[Selected extract — start]

With a Fiscal Cliff Looming Ahead, What Do You Need to Know?

The Temporary Payroll Tax Holiday, a two percent reduction in employee Social Security tax withholding, expired Dec. 31, 2012. Beginning Jan. 2013, the average taxpayer will see as much as a $1,000 decrease in take-home pay.
12/05/2012 04:58 pm ET Updated Feb 04, 2013
WASHINGTON, DC - NOVEMBER 28:  (AFP OUT) U.S. President Barack Obama (R) speaks as U.S. Secretary of State Hillary Clinton li
WASHINGTON, DC - NOVEMBER 28: (AFP OUT) U.S. President Barack Obama (R) speaks as U.S. Secretary of State Hillary Clinton listens at a cabinet meeting at the White House on November 28, 2012 in Washington, DC. The president met yesterday with small business owners and today with the chief executives of major corporations in ongoing talks about the looming fiscal cliff. (Photo by T.J. Kirkpatrick-Pool/Getty Images)

The fiscal cliff is coming our way. But, what does it mean to the average American taxpayer? Let's take a look at the ways the fiscal cliff can, and will, impact you.

[Selected extract — finish]
[Dataset records — start]

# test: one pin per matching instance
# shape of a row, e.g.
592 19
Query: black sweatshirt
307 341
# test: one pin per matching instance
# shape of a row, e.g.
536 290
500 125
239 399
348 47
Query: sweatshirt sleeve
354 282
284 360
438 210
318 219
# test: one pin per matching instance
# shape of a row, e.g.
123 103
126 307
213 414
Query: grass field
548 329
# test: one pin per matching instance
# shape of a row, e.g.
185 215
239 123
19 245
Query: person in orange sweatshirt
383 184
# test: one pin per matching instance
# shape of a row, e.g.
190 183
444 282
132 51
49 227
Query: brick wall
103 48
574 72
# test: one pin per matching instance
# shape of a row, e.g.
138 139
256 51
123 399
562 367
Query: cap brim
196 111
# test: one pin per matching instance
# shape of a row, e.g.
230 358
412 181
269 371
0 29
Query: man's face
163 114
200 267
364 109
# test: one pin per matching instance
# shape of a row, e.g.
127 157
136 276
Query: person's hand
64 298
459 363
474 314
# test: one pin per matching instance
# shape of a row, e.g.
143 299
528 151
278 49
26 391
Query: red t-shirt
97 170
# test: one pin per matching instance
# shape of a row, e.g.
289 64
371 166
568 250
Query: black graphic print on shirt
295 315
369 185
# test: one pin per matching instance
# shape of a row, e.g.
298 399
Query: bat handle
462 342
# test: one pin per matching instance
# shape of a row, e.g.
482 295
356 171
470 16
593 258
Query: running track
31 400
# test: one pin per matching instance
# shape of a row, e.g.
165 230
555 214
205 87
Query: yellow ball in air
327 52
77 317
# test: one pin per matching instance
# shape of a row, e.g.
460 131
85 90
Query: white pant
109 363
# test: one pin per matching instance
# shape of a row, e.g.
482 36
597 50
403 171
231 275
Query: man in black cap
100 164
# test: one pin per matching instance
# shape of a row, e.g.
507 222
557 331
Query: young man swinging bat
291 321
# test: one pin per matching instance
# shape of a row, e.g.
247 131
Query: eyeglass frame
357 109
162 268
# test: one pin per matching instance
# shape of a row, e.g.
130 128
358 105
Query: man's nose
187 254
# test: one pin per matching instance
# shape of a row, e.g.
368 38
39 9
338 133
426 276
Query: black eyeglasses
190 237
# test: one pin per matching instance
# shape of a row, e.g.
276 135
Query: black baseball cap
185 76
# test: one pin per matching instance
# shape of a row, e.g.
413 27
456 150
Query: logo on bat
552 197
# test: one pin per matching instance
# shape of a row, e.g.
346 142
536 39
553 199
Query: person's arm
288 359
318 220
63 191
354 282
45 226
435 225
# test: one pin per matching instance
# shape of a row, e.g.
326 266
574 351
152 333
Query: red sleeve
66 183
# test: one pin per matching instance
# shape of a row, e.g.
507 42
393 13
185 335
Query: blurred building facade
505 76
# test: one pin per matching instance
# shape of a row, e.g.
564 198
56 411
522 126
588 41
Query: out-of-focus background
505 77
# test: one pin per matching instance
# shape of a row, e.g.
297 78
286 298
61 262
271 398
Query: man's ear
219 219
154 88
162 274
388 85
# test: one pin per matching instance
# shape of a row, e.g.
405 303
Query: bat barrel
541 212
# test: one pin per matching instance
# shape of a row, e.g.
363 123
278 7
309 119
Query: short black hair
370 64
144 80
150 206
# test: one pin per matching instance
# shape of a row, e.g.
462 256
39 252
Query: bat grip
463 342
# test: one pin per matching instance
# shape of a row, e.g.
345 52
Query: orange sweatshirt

[Dataset records — finish]
[Dataset records — start]

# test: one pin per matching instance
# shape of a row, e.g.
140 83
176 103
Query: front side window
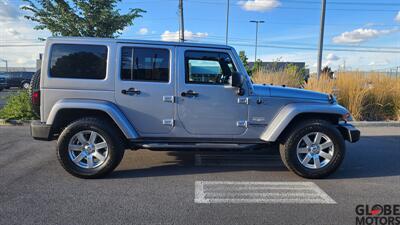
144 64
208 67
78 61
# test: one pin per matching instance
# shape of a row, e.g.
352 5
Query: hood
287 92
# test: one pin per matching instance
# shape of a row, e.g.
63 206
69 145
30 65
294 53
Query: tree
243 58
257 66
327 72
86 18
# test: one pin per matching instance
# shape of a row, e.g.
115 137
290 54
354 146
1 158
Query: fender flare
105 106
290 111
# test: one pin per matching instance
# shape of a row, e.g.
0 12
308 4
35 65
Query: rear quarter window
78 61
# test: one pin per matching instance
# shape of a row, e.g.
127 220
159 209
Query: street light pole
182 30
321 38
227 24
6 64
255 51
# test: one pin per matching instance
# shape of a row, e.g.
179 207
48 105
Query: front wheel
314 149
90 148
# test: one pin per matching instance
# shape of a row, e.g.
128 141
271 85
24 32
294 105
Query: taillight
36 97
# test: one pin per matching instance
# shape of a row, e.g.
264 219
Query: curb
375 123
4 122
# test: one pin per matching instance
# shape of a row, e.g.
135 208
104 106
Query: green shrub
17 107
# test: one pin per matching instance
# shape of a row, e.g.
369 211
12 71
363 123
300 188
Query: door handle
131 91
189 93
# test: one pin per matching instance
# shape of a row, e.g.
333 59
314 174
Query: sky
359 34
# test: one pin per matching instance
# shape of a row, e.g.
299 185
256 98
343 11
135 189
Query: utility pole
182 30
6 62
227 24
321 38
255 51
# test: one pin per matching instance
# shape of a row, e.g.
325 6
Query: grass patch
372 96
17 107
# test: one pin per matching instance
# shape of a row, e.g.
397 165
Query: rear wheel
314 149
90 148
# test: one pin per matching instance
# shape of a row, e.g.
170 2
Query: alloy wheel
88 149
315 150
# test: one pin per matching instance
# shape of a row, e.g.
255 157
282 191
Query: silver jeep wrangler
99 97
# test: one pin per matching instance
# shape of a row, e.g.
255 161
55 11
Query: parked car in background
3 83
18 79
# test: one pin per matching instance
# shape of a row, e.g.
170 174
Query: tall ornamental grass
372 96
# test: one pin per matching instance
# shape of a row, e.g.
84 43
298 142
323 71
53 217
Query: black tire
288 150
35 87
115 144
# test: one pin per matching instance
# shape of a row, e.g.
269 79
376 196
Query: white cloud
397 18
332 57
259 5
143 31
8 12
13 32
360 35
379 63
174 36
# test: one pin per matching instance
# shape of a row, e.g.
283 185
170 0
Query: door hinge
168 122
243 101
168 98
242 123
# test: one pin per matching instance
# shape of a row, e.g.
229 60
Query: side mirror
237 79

[Dataset records — finish]
[Dataset records — start]

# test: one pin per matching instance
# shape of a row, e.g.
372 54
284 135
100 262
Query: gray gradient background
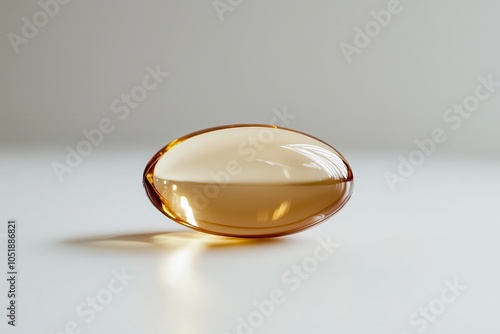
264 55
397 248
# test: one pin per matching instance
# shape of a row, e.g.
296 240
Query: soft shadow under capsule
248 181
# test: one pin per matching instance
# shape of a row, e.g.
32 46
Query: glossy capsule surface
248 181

[Dataset records — finish]

● **Apply what you read**
- a) Answer these from the fiscal cliff article:
(i) What did the Temporary Payroll Tax Holiday reduce, and by what percentage?
(ii) On what date did that holiday expire?
(iii) According to the photo caption, whom did the president meet the day before the cabinet meeting?
- b) Set down everything in the fiscal cliff article from "12/05/2012 04:58 pm" down to "will, impact you.", word for word.
- c) List every person named in the fiscal cliff article.
Base every answer only on the fiscal cliff article, not on the material.

● **Activity answers**
- a)
(i) Employee Social Security tax withholding, by two percent.
(ii) Dec. 31, 2012.
(iii) Small business owners.

- b)
12/05/2012 04:58 pm ET Updated Feb 04, 2013
WASHINGTON, DC - NOVEMBER 28:  (AFP OUT) U.S. President Barack Obama (R) speaks as U.S. Secretary of State Hillary Clinton li
WASHINGTON, DC - NOVEMBER 28: (AFP OUT) U.S. President Barack Obama (R) speaks as U.S. Secretary of State Hillary Clinton listens at a cabinet meeting at the White House on November 28, 2012 in Washington, DC. The president met yesterday with small business owners and today with the chief executives of major corporations in ongoing talks about the looming fiscal cliff. (Photo by T.J. Kirkpatrick-Pool/Getty Images)

The fiscal cliff is coming our way. But, what does it mean to the average American taxpayer? Let's take a look at the ways the fiscal cliff can, and will, impact you.

- c)
Barack Obama
Hillary Clinton
T.J. Kirkpatrick